(Data items)
══════════════════════════════
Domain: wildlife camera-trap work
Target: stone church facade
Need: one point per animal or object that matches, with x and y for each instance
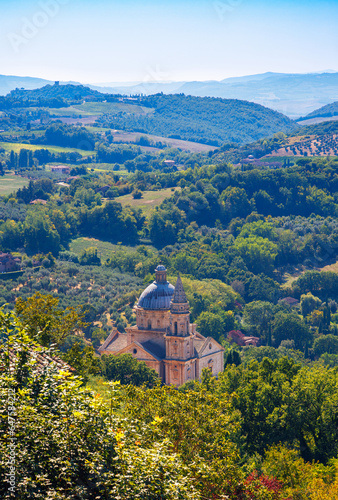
(163, 336)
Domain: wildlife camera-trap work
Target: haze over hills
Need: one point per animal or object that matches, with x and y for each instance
(328, 111)
(291, 94)
(206, 120)
(294, 95)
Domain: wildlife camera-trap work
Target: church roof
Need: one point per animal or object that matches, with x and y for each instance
(154, 349)
(157, 295)
(179, 294)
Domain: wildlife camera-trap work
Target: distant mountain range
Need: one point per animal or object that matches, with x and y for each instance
(206, 120)
(328, 111)
(294, 95)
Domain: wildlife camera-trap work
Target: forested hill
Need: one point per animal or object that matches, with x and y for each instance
(325, 111)
(67, 92)
(206, 119)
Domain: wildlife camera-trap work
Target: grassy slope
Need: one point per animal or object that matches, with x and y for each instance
(150, 199)
(105, 249)
(16, 146)
(11, 183)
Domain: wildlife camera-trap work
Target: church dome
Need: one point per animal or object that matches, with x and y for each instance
(158, 295)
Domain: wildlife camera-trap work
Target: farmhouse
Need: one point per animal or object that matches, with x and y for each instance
(163, 336)
(62, 169)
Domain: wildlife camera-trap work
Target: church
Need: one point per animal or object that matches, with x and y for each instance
(163, 336)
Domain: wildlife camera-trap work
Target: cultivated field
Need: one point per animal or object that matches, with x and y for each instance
(193, 147)
(10, 183)
(150, 199)
(104, 248)
(16, 146)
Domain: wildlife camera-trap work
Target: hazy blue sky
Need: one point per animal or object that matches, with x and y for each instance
(148, 40)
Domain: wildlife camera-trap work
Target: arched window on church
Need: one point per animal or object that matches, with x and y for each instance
(210, 365)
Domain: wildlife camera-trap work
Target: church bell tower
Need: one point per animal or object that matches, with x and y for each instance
(179, 365)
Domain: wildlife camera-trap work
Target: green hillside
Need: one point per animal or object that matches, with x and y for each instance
(68, 92)
(205, 119)
(325, 112)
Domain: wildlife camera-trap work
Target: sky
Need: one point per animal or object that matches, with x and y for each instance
(105, 41)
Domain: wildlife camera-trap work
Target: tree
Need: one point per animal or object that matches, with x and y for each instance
(45, 322)
(325, 344)
(309, 303)
(66, 435)
(290, 327)
(89, 257)
(258, 315)
(127, 370)
(210, 324)
(258, 253)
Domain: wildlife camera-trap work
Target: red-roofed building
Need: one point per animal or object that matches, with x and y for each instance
(240, 339)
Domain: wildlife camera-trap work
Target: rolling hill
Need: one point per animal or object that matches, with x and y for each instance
(329, 111)
(292, 94)
(206, 120)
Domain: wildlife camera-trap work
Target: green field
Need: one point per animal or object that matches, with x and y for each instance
(16, 146)
(150, 199)
(104, 248)
(98, 108)
(10, 183)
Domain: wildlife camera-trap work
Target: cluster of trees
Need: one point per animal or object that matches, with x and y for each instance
(265, 431)
(202, 119)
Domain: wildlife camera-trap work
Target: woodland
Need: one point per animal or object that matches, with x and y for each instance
(256, 247)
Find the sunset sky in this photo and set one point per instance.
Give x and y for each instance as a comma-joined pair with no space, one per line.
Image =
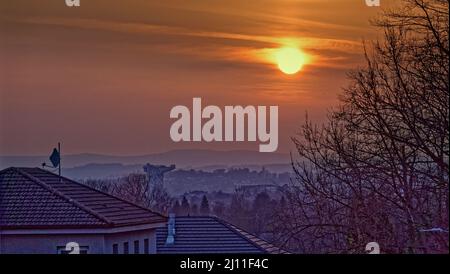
102,78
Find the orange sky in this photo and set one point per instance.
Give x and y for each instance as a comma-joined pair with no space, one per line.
103,77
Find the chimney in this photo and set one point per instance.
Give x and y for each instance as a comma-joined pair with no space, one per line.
171,230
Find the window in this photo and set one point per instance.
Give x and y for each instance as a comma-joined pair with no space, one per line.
146,247
125,248
136,247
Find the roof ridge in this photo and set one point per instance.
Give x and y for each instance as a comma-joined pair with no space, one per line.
104,193
62,195
240,230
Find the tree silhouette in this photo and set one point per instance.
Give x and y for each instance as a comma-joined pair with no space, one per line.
185,207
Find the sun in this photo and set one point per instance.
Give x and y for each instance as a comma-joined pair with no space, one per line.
290,60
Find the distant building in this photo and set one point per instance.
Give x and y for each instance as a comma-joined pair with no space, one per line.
43,213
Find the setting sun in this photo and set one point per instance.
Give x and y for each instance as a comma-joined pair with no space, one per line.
289,60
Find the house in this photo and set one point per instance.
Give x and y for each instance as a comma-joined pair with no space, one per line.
206,235
43,213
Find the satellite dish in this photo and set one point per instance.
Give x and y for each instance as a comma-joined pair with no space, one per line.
55,158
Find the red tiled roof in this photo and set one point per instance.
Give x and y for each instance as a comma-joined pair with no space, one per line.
36,198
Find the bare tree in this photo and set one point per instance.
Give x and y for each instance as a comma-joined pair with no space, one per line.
378,169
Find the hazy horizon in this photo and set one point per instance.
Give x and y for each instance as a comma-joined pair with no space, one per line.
103,77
══════════════════════════════
(TASK DETAILS)
Please report every line among the entries that includes "window".

(TASK RESPONSE)
Target: arched window on church
Find the window in this photo and set one point per instance.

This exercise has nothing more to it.